== Directions ==
The whole listing is to be repeated exactly. Add nothing.

== Data to process ==
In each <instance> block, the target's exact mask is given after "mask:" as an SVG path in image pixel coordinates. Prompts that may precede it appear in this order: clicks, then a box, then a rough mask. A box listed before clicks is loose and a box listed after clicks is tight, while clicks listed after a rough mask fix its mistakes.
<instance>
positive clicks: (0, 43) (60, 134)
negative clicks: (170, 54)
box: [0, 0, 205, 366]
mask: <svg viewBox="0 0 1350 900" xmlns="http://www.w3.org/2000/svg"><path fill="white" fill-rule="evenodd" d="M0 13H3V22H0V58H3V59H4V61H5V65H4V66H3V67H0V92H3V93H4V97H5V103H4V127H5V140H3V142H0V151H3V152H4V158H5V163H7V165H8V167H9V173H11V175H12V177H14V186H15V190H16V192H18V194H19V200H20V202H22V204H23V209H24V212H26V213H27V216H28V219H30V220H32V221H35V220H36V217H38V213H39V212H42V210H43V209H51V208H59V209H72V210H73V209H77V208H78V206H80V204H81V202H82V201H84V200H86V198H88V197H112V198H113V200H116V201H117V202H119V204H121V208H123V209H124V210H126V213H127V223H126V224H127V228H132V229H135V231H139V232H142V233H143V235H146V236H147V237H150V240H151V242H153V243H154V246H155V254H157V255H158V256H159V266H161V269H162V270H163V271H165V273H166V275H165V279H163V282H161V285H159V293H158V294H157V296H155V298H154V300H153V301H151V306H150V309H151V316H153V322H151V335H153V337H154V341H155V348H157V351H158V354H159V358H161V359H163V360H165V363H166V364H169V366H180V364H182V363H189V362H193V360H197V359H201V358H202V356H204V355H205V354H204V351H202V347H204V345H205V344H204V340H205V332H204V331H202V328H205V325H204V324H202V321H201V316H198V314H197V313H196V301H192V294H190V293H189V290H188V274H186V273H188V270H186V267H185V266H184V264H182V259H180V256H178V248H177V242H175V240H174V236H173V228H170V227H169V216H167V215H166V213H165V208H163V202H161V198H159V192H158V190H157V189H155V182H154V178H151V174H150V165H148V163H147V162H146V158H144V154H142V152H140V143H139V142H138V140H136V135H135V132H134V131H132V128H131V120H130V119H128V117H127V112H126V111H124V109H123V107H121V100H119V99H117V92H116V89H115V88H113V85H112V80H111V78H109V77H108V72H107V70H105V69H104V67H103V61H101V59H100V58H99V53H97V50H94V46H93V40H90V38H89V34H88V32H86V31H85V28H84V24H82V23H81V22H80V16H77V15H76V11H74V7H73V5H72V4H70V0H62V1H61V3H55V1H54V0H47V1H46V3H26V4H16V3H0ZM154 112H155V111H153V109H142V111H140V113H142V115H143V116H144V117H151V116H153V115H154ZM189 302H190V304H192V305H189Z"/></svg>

== Output below ==
In each <instance> block, the target's exact mask is given after "mask:" as an SVG path in image pixel coordinates. Prompts that may precede it appear in this order: clicks, then a box, then a rough mask. A box listed before clicks is loose and a box listed after clicks is tight, while clicks listed after a rough mask fix its mistakes.
<instance>
positive clicks: (0, 43) (60, 134)
negative clicks: (170, 54)
box: [0, 0, 205, 366]
mask: <svg viewBox="0 0 1350 900" xmlns="http://www.w3.org/2000/svg"><path fill="white" fill-rule="evenodd" d="M0 13H3V22H0V58H3V59H4V61H5V65H4V66H3V67H0V92H3V93H4V97H5V103H4V127H5V140H3V142H0V151H3V152H4V158H5V163H7V165H8V167H9V173H11V175H12V177H14V186H15V190H16V192H18V194H19V200H20V202H22V204H23V209H24V212H26V213H27V216H28V219H30V220H32V221H35V220H36V217H38V213H39V212H42V210H43V209H51V208H59V209H72V210H73V209H77V208H78V206H80V204H81V202H82V201H84V200H86V198H88V197H112V198H113V200H116V201H117V202H119V204H121V208H123V209H124V210H126V213H127V223H126V224H127V228H132V229H135V231H139V232H142V233H143V235H146V236H147V237H150V240H151V242H153V243H154V246H155V254H157V255H158V256H159V266H161V269H162V270H163V271H165V273H166V275H165V279H163V282H161V285H159V293H158V294H157V296H155V298H154V300H153V301H151V306H150V309H151V316H153V322H151V335H153V337H154V341H155V348H157V351H158V354H159V358H161V359H163V360H165V363H166V364H169V366H180V364H182V363H189V362H193V360H197V359H201V358H202V356H204V355H205V354H204V351H202V347H204V345H205V344H204V340H205V332H204V331H202V328H205V325H204V324H202V321H201V316H198V314H197V313H196V301H192V294H190V293H189V290H188V274H186V273H188V270H186V267H185V266H184V264H182V259H180V256H178V248H177V242H175V240H174V236H173V228H170V227H169V216H167V215H166V213H165V208H163V202H161V198H159V192H158V190H157V189H155V182H154V178H151V174H150V165H148V163H147V162H146V158H144V154H142V152H140V143H139V142H138V140H136V135H135V132H134V131H132V128H131V120H130V119H128V117H127V112H126V111H124V109H123V107H121V100H119V99H117V92H116V89H115V88H113V85H112V80H111V78H109V77H108V72H107V70H105V69H104V67H103V61H101V59H100V58H99V53H97V50H94V46H93V40H90V38H89V34H88V32H86V31H85V28H84V24H82V23H81V22H80V16H77V15H76V11H74V7H73V5H72V4H70V0H62V1H61V3H55V1H54V0H47V1H46V3H26V4H16V3H0ZM154 112H155V111H153V109H142V111H140V113H142V115H143V116H144V117H151V116H153V115H154ZM189 302H190V304H192V305H189Z"/></svg>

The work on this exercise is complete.